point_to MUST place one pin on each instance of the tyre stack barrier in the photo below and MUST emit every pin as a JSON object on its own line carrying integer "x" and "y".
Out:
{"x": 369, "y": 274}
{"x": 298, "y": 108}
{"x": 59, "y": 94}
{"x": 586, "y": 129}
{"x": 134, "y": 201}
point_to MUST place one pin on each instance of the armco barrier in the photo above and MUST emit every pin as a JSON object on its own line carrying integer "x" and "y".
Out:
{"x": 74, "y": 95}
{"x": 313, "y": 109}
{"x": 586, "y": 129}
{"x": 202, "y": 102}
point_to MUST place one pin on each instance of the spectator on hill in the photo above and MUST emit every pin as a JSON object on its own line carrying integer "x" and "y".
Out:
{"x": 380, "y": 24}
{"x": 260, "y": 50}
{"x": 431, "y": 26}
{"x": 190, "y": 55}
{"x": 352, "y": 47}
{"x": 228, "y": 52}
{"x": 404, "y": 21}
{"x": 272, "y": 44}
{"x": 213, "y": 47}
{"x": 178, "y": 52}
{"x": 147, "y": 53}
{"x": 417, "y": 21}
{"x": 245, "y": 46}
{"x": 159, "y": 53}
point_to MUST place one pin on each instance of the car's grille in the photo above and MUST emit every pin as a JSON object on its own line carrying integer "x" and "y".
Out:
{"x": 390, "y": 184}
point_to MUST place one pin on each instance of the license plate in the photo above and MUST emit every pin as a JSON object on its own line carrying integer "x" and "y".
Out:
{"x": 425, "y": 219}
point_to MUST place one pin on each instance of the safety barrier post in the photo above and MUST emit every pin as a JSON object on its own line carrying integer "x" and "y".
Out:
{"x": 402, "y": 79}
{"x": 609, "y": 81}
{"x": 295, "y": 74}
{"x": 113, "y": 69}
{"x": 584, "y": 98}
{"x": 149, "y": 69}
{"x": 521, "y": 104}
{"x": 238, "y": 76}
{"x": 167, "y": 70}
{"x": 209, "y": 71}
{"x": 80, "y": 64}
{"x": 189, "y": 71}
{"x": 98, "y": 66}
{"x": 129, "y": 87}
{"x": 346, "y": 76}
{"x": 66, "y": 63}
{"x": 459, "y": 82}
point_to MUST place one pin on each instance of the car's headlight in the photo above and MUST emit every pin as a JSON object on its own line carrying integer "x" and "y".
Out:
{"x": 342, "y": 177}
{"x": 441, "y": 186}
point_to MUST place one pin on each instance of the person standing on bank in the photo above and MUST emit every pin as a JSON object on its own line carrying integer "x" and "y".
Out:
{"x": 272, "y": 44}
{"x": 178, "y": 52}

Exercise requirements. Reproduce, please, every line of the records above without alteration.

Exercise response.
point_to MUST place one pin on each instance of the tyre stack barrier in the photo below and MUST emit every pin as a JSON object on its own line carrying integer "x" and "y".
Out:
{"x": 369, "y": 274}
{"x": 298, "y": 108}
{"x": 59, "y": 94}
{"x": 586, "y": 129}
{"x": 134, "y": 201}
point_to MUST place one pin on each instance of the armco barrier in the photo above and MUST emit every pin as a JSON object on its own line carrying integer "x" and "y".
Out:
{"x": 74, "y": 95}
{"x": 313, "y": 109}
{"x": 586, "y": 129}
{"x": 202, "y": 102}
point_to MUST place one pin on each instance of the spectator on hill in the photo above and MUST emit every pin as a JSON object on its own line carrying integer "x" and "y".
Out:
{"x": 380, "y": 24}
{"x": 260, "y": 50}
{"x": 431, "y": 26}
{"x": 190, "y": 55}
{"x": 352, "y": 47}
{"x": 228, "y": 52}
{"x": 404, "y": 21}
{"x": 272, "y": 44}
{"x": 213, "y": 47}
{"x": 178, "y": 52}
{"x": 147, "y": 53}
{"x": 417, "y": 21}
{"x": 245, "y": 46}
{"x": 159, "y": 53}
point_to MUST place one pin on each instance of the car's grille in the photo above and MUST emit every pin as a JSON object on its own line carrying integer "x" and "y".
Out:
{"x": 390, "y": 184}
point_to MUST place one pin on each instance of the license plate in the photo above and MUST emit every pin as a JSON object on its own line carrying integer "x" and "y".
Out:
{"x": 425, "y": 219}
point_to MUST place one pin on each instance of the safety barrier post in the photo above and MUST emit every pin as a JSON object on its own line carrying integer "x" and "y".
Out:
{"x": 402, "y": 79}
{"x": 609, "y": 81}
{"x": 295, "y": 74}
{"x": 113, "y": 69}
{"x": 584, "y": 98}
{"x": 149, "y": 69}
{"x": 521, "y": 104}
{"x": 238, "y": 76}
{"x": 167, "y": 70}
{"x": 209, "y": 71}
{"x": 80, "y": 64}
{"x": 189, "y": 71}
{"x": 98, "y": 66}
{"x": 129, "y": 87}
{"x": 346, "y": 76}
{"x": 66, "y": 63}
{"x": 459, "y": 82}
point_to MUST place one pin on each instance of the car's headlight in the photo above and MUST emit every pin as a JSON object on its own line carrying integer "x" and "y".
Out:
{"x": 342, "y": 177}
{"x": 441, "y": 186}
point_to MUST place one pin on each instance of the person standing on bank in the photo above and MUST emit every pin as a JSON object on its own line carrying integer "x" and "y".
Out:
{"x": 272, "y": 44}
{"x": 178, "y": 52}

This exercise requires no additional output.